(Named-object pointing data)
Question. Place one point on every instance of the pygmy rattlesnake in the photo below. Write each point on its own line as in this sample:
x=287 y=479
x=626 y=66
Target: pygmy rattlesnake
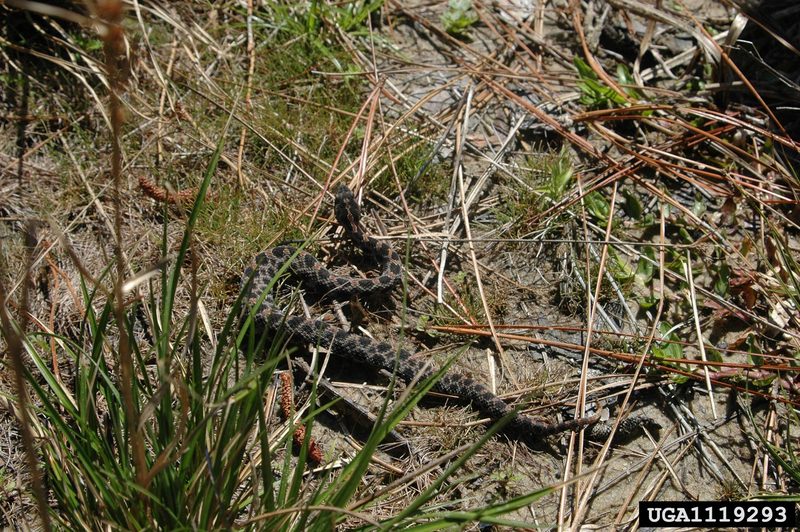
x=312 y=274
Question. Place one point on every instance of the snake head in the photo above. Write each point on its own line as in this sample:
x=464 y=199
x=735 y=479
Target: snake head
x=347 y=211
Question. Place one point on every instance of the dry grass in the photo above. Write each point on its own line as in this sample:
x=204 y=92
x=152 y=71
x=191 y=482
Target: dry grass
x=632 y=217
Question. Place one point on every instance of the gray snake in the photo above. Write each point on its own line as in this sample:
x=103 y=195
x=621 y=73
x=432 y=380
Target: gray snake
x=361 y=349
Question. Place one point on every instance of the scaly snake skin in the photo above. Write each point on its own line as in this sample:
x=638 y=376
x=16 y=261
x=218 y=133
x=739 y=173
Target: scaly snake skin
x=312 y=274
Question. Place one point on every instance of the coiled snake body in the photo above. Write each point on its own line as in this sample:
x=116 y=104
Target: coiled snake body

**Goal**
Copy out all of the data above word for word, but leave out the pictures.

**Solution for this task**
Question. Place one point on every instance of the pygmy rattlesnake in the photo below. Write each point on its own line as in this sample:
x=287 y=479
x=626 y=66
Target: pygmy rattlesnake
x=312 y=274
Question. Place one point on every instance of the snake head in the photo above. Write each point on its own line as in this sample:
x=464 y=199
x=735 y=479
Target: snake head
x=347 y=211
Question. Place one point on every instance of the dry grass in the photo above. Write each point on its own line as in this sample:
x=204 y=92
x=152 y=71
x=191 y=482
Target: dry grass
x=632 y=217
Question. Place one point on every instance of the gray snake in the photo above. Write each point on its own line as in this sample:
x=103 y=195
x=621 y=73
x=432 y=380
Target: gray snake
x=361 y=349
Question. Place one point on every instance of the scaly snake skin in the photo above. Write each point on its own line as in this sample:
x=638 y=376
x=16 y=261
x=218 y=133
x=739 y=173
Target: scaly snake skin
x=312 y=274
Question. Place one point on every instance of the coiled snake body in the photo above. Write each point on its own line as in this sample:
x=116 y=104
Target: coiled snake body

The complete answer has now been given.